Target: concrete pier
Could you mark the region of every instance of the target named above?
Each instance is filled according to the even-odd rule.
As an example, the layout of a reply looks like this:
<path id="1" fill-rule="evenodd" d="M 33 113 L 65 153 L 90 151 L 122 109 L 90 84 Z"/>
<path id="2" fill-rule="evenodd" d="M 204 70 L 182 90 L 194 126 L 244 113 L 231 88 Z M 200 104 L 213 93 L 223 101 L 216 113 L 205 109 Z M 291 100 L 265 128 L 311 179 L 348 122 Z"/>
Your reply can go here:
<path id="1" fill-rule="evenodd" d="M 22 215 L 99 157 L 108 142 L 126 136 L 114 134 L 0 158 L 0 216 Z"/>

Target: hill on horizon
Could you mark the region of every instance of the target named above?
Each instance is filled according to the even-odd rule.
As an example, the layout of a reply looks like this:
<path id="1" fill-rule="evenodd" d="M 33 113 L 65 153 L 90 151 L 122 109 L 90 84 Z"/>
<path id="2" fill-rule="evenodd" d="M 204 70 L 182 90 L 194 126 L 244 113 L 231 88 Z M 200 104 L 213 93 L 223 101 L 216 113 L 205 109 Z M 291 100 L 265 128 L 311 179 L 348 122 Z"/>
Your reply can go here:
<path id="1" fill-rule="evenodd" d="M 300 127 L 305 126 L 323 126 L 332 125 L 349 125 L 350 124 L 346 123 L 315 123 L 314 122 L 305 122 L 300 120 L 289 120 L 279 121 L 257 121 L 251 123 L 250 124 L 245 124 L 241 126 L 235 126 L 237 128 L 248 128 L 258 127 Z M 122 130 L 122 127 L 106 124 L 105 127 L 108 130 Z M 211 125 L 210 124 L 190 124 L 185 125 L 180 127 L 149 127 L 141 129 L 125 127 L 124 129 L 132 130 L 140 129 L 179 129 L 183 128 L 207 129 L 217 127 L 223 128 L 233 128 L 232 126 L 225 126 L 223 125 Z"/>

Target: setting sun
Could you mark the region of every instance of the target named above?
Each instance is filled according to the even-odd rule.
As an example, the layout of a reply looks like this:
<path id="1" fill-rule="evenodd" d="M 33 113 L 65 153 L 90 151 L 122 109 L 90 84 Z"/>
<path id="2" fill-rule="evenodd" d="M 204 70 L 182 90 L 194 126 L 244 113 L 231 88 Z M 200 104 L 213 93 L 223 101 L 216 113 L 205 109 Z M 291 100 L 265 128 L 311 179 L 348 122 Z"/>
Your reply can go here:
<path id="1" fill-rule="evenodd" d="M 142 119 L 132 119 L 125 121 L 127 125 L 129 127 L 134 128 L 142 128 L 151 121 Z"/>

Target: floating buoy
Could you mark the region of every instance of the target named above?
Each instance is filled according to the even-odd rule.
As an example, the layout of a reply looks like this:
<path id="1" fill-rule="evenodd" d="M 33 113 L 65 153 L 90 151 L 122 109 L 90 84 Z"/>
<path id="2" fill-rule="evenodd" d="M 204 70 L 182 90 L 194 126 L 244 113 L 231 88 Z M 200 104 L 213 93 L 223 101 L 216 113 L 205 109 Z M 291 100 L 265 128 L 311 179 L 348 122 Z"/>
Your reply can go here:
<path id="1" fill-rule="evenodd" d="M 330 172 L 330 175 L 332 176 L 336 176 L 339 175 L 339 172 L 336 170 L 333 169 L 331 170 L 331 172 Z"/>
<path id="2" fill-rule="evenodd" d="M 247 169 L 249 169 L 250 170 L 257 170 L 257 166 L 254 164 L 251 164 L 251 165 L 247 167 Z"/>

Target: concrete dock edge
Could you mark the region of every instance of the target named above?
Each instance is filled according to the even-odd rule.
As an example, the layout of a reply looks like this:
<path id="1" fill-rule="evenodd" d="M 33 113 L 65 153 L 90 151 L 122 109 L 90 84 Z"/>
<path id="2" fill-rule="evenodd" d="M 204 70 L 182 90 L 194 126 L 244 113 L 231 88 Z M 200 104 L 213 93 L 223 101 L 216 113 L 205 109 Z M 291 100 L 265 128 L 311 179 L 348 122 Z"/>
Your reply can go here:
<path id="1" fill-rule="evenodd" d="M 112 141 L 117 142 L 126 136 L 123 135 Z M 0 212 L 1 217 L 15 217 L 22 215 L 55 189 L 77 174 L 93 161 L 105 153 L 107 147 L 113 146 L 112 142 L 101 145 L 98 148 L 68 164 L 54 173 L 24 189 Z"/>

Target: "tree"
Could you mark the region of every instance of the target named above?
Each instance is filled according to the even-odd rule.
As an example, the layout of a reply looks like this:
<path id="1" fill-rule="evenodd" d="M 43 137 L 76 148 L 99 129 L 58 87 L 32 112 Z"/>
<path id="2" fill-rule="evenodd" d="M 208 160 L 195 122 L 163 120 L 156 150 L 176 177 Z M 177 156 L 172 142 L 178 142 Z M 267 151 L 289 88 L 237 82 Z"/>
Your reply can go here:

────────

• **Requirements**: Render the records as a numbered list, from the first line through the line containing "22 215 L 99", inclusive, leaving out blank lines.

• **Response below**:
1. Target: concrete pier
2. Could you mark the region of every instance of the target named above?
3. Each instance is filled according to the even-odd rule.
4. As an example, the layout of a reply looks like this:
5. <path id="1" fill-rule="evenodd" d="M 33 113 L 65 153 L 90 151 L 122 109 L 90 84 Z"/>
6. <path id="2" fill-rule="evenodd" d="M 204 70 L 182 90 L 194 126 L 244 113 L 231 88 Z M 200 104 L 213 93 L 223 101 L 216 113 L 205 109 Z M 291 100 L 265 128 L 311 179 L 348 122 Z"/>
7. Your reply can go here:
8. <path id="1" fill-rule="evenodd" d="M 22 215 L 99 157 L 108 142 L 126 136 L 114 134 L 0 158 L 0 216 Z"/>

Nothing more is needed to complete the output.